▶ _Passage to read_
____________
Replies are listed 'Best First'.
•Re: Iterator for multidimensional arrays
by merlyn (Sage) on Mar 24, 2002 at 13:35 UTC
Since Perl doesn't have "multidimensional arrays", it's a "what if pigs could fly" question anyway.

When you understand that Perl arrays cannot hold other arrays, but rather references to arrays, the solutions naturally start occurring. But thinking of them as "multidimensional arrays" is akin to Kirk claiming that Kahn was "thinking in two dimensions" during the final battle of Wrath of Kahn. In other words, by not seeing it as it is, you misunderstand the possibilities.

Re: Iterator for multidimensional arrays
by Masem (Monsignor) on Mar 24, 2002 at 13:35 UTC
Another possibility would be to have a single iteration loop from 0 to N1 * N2 * N3 *..., and on, and using mod functions on the index to figure out the positions within the array.

-----------------------------------------------------
Dr. Michael K. Neylon - mneylon-pm@masemware.com || "You've left the lens cap of your mind on again, Pinky" - The Brain
"I can see my house from here!"
____________
▶ _Data supplied_
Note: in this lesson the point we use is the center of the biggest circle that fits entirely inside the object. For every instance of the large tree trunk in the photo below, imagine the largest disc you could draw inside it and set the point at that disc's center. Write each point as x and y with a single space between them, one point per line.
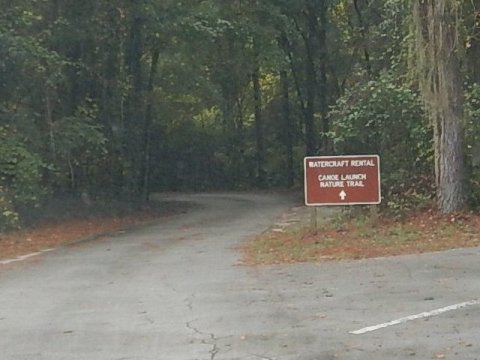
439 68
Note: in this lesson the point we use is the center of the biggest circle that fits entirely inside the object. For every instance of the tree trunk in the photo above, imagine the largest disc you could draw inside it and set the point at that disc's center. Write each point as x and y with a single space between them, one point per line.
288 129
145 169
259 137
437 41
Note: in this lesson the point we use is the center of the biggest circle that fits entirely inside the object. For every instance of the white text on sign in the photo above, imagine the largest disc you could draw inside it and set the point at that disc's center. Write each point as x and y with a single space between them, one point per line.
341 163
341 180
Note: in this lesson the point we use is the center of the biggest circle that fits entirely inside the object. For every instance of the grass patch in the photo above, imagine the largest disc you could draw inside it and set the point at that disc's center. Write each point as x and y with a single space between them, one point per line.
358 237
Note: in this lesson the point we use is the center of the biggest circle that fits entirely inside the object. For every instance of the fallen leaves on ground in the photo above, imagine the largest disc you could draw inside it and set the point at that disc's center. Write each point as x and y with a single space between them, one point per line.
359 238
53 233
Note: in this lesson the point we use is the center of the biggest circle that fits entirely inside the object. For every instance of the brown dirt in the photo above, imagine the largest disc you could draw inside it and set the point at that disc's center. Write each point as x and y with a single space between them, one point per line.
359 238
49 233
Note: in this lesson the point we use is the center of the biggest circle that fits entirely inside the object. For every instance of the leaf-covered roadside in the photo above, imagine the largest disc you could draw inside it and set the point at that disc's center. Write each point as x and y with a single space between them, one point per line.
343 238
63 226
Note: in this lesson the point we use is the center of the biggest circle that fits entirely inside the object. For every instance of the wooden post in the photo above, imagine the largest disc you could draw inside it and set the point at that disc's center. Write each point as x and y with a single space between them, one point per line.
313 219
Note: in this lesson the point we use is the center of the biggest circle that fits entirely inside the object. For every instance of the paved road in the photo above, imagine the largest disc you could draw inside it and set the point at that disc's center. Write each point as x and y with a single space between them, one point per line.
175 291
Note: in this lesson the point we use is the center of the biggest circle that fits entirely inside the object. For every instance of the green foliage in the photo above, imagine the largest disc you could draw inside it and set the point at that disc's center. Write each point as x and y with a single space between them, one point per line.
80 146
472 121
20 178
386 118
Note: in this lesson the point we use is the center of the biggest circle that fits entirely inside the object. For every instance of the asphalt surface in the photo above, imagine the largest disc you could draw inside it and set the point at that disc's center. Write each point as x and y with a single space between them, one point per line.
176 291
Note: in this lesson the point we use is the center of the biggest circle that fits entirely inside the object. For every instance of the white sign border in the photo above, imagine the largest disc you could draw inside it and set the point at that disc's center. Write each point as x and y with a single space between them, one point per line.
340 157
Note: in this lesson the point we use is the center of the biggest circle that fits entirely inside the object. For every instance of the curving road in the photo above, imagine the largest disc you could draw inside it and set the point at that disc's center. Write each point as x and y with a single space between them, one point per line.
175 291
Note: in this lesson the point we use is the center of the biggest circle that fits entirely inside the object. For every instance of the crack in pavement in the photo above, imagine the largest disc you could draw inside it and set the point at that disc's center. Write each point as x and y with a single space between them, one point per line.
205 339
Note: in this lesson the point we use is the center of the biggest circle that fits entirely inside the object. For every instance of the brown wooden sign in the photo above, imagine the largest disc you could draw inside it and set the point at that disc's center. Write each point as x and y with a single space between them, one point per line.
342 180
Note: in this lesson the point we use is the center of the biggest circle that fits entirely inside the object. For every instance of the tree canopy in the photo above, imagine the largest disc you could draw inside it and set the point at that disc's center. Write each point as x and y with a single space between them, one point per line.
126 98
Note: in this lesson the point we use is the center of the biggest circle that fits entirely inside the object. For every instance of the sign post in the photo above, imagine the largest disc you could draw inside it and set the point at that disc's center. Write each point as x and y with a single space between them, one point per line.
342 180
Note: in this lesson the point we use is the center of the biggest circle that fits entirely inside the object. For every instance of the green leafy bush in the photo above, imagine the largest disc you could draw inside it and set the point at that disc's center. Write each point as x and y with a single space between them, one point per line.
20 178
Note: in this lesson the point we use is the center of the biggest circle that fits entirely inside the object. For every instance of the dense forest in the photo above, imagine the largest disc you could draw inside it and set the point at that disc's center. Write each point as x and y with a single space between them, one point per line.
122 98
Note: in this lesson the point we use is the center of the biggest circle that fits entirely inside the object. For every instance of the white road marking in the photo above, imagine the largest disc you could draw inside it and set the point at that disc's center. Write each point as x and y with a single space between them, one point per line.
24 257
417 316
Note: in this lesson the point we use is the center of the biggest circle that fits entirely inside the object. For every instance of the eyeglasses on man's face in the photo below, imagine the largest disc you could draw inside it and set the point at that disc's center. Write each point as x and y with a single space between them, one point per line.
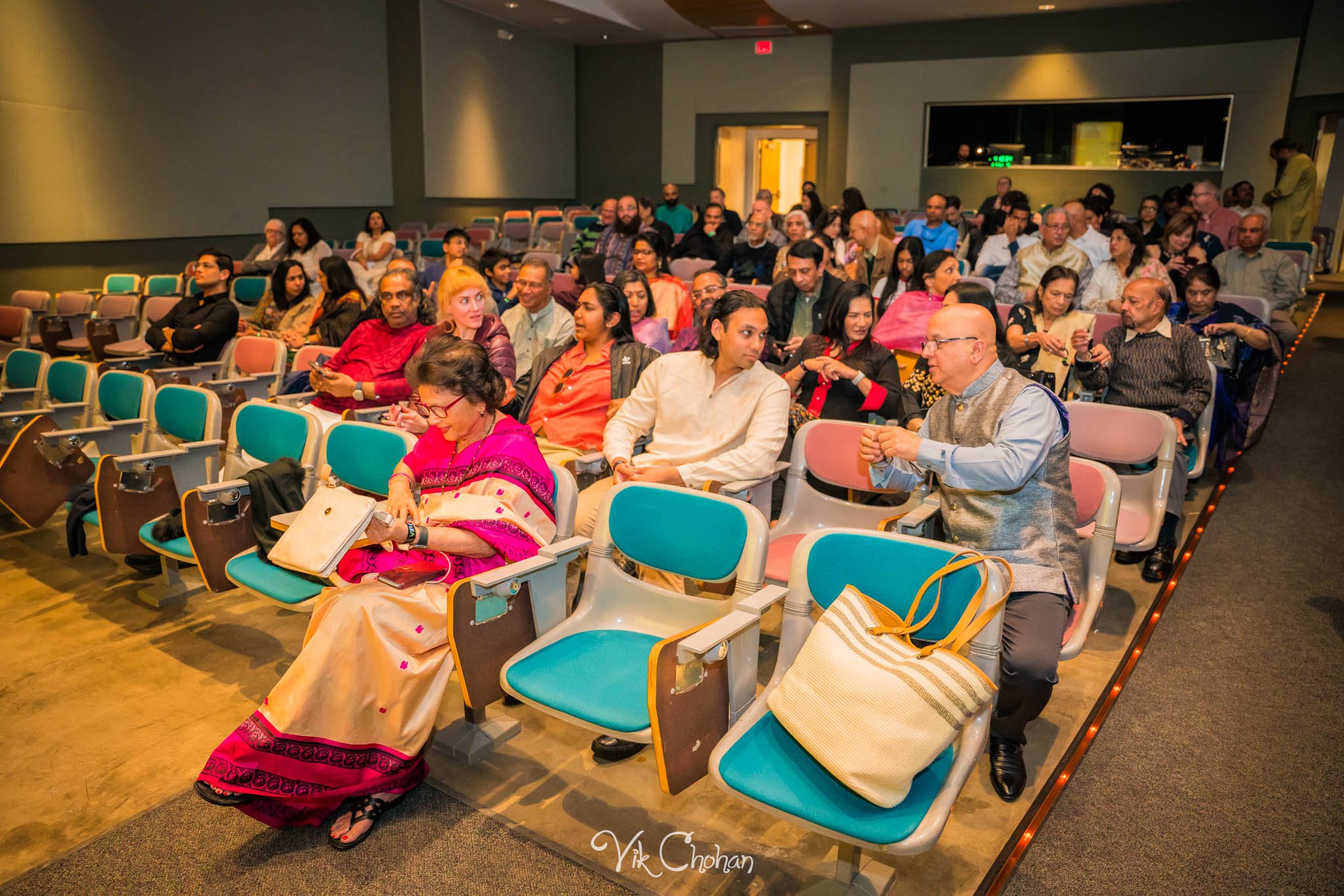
____________
▶ _Work instructions_
Reproduce the stretch of the forum replies on multidimensional arrays from "Replies are listed" through "within the array.", swapping in "Ruby" wherever "Perl" appears.

▶ _Answer to the task_
Replies are listed 'Best First'.
•Re: Iterator for multidimensional arrays
by merlyn (Sage) on Mar 24, 2002 at 13:35 UTC
Since Ruby doesn't have "multidimensional arrays", it's a "what if pigs could fly" question anyway.

When you understand that Ruby arrays cannot hold other arrays, but rather references to arrays, the solutions naturally start occurring. But thinking of them as "multidimensional arrays" is akin to Kirk claiming that Kahn was "thinking in two dimensions" during the final battle of Wrath of Kahn. In other words, by not seeing it as it is, you misunderstand the possibilities.

Re: Iterator for multidimensional arrays
by Masem (Monsignor) on Mar 24, 2002 at 13:35 UTC
Another possibility would be to have a single iteration loop from 0 to N1 * N2 * N3 *..., and on, and using mod functions on the index to figure out the positions within the array.